» **THE TASK**: Restate word for word the lines beginning with the one that contains "Every instance of the black" and ending at the bottom of the records below, both included.

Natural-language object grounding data
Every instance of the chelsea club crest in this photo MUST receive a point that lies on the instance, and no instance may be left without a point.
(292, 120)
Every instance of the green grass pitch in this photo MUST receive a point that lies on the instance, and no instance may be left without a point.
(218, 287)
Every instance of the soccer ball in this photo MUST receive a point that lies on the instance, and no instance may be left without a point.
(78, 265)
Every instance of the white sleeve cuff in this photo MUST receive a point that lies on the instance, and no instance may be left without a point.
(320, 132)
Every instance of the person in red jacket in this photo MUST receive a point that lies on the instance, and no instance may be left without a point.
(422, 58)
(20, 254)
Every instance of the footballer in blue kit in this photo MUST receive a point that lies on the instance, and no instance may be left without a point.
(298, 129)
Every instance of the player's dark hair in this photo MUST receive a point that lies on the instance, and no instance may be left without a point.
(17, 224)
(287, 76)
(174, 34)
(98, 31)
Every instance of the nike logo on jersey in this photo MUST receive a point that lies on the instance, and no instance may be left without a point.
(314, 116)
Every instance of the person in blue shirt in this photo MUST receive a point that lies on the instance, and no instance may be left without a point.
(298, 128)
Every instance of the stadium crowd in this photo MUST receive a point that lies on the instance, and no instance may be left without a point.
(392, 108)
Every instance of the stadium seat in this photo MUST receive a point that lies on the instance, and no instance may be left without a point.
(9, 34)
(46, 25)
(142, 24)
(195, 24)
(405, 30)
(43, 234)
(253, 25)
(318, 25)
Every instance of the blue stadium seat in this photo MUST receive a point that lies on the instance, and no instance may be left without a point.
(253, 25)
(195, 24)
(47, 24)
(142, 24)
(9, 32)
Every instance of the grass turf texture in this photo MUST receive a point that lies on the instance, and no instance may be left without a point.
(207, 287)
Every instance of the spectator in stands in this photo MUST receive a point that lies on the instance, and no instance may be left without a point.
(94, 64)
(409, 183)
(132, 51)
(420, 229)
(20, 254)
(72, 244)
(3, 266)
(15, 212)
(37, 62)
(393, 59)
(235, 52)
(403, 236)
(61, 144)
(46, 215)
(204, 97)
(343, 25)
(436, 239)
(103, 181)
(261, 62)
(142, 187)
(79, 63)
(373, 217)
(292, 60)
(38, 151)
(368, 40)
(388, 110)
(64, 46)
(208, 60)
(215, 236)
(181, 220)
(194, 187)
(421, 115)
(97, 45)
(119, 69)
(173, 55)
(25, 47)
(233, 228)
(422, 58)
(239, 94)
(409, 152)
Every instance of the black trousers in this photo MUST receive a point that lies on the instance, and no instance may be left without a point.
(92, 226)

» **ANSWER TO THE EXERCISE**:
Every instance of the black trousers in this photo MUST receive a point that lies on the instance, and no instance may be left without a point.
(92, 226)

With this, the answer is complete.